» **EXTRAIT DE PAGE**:

※ ※ ※

Mais la philosophie nous rappelle, et nous revenons à Dugald Stewart, qui était aussi du Club du Vendredi. Par sa conversation remarquable, par la variété de ses connaissances et de ses goûts, il tenait tête à tous ces genres d’esprit. L’homme qui à l’université avait tour à tour remplacé Dalzell pour l’enseignement du grec, Playfair pour les mathématiques, Robison pour la philosophie naturelle, Finlaison pour la logique, et le successeur de Blair pour les belles-lettres, celui qui joignait à son cours de philosophie morale un cours d’économie politique, était comme le patriarche de toute la tribu académique d’Edimbourg.

Dans les premiers temps de la Revue, on remarqua un article important sur la philosophie de Kant, sujet alors si nouveau. C’était l’ouvrage d’un élève de Stewart, Thomas Brown, qui avait débuté par un écrit remarqué contre la Zoonomie de Darwin. Ses goûts l’éloignaient de la médecine, dont il avait fait sa profession ; ses opinions libres et résolues I’éloignaient du parti de l’église. Quoique Stewart apportât beaucoup de mesure dans l’expression des siennes, et que, songeant avant tout à la tranquillité de sa vieillesse, il se fît quelquefois accuser de timidité par Sydney Smith, il n’en jeta pas moins les yeux sur Brown pour le suppléer, lorsqu’en 1808 il cessa de professer. L’enseignement de Brown, que le clergé avait admis avec inquiétude, eut beaucoup d’éclat. En politique comme en philosophie, il se piquait peu de ménagement ; mais il avait un esprit original et pénétrant, une subtilité prompte qui n’hésitait pas, et donnait au moment même les solutions les plus difficiles en paraissant tout simplifier. Il ne se crut pas tenu à une scrupuleuse fidélité envers l’école de Reid ; il rentra sur le terrain défendu du scepticisme, et Stewart, en respectant la liberté de la chaire, ne put cependant contenir l’expression de son mécontentement. Brown resta toutefois professeur tant qu’il le voulut, et il ne cessa d’enseigner qu’en 1818. Il mourut deux ans après. Ses leçons ont été recueillies, et elles mériteraient d’être soumises à l’examen de la critique française. Voici du reste comme en parle Sydney Smith : « Thomas Brown était de mes amis intimes… C’était un poète des lacs, un métaphysicien profond, et un des hommes les plus vertueux qui aient vécu. Comme métaphysicien, Stewart était un conteur de babioles auprès de lui. Brown avait un talent réel pour la chose. »

※ ※ ※

» **TÂCHE DEMANDÉE A**:
Dans l'extrait de page, contre quel ouvrage Thomas Brown avait-il débuté par un écrit remarqué ?
» **TÂCHE DEMANDÉE B**:
Résumez l'extrait de page en deux phrases.
» **TÂCHE DEMANDÉE C**:
Transcrivez l'extrait de page en commençant par « Mais la philosophie » et en allant jusqu'à « tribu académique d’Edimbourg. ».
La liste n'a aucun rôle dans ce travail.

» **SECTION DES DONNÉES**:

※ ※ ※

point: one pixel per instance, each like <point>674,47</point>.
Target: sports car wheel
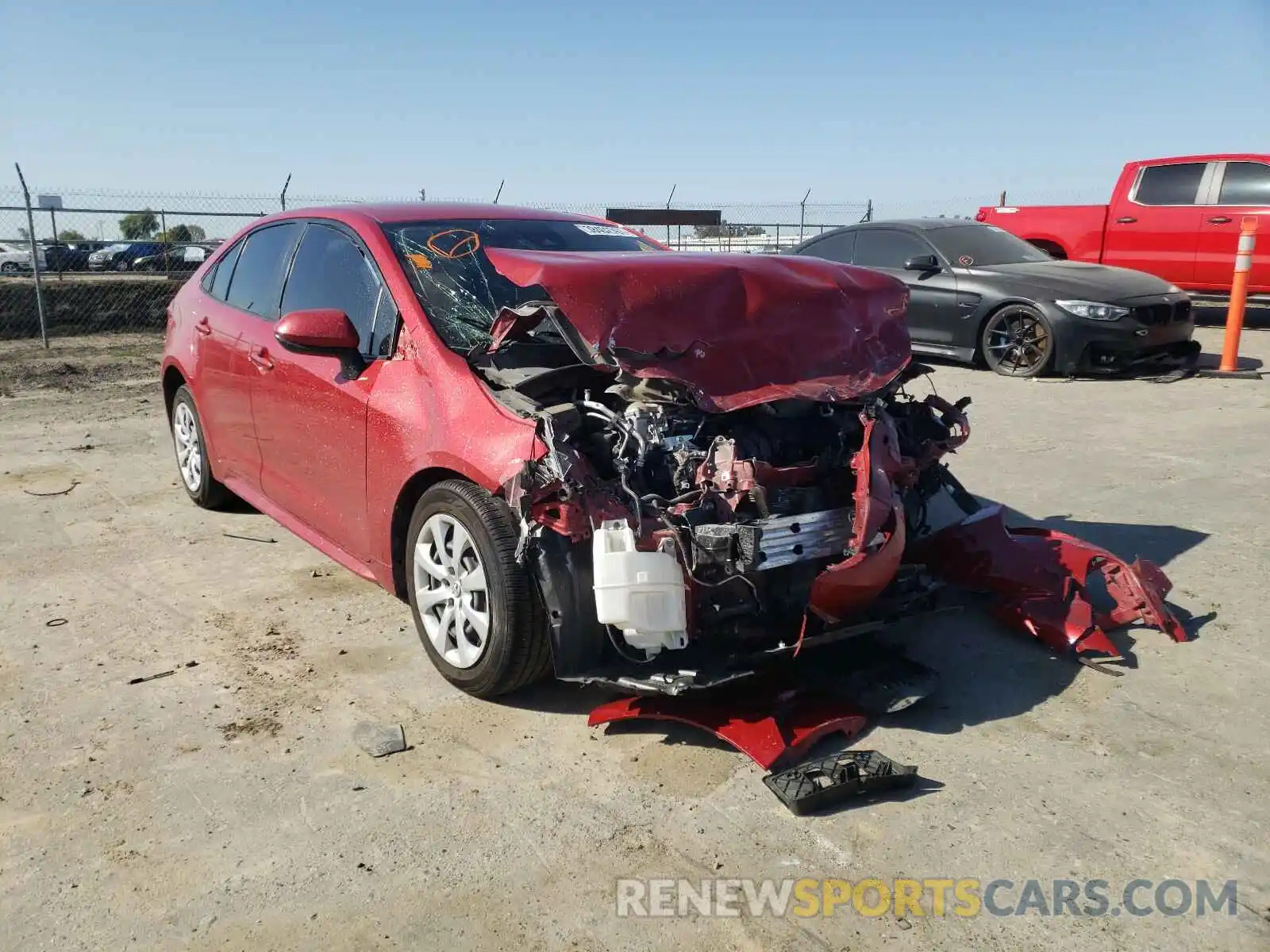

※ ※ ※

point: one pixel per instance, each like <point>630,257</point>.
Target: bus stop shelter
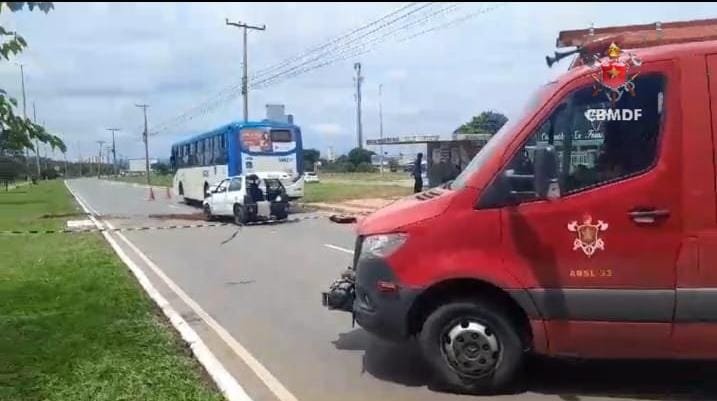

※ ※ ※

» **RÉPONSE ATTENDUE A**:
Contre la Zoonomie de Darwin.

» **RÉPONSE ATTENDUE B**:
Dugald Stewart, membre du Club du Vendredi, avait enseigné à l'université des matières très variées et faisait figure de patriarche de toute la tribu académique d'Edimbourg. Son élève Thomas Brown, auteur d'un article important sur Kant dans la Revue, le suppléa à partir de 1808 avec beaucoup d'éclat et revint au scepticisme, au mécontentement de Stewart, puis enseigna jusqu'en 1818 et mourut deux ans après.

» **RÉPONSE ATTENDUE C**:
Mais la philosophie nous rappelle, et nous revenons à Dugald Stewart, qui était aussi du Club du Vendredi. Par sa conversation remarquable, par la variété de ses connaissances et de ses goûts, il tenait tête à tous ces genres d’esprit. L’homme qui à l’université avait tour à tour remplacé Dalzell pour l’enseignement du grec, Playfair pour les mathématiques, Robison pour la philosophie naturelle, Finlaison pour la logique, et le successeur de Blair pour les belles-lettres, celui qui joignait à son cours de philosophie morale un cours d’économie politique, était comme le patriarche de toute la tribu académique d’Edimbourg.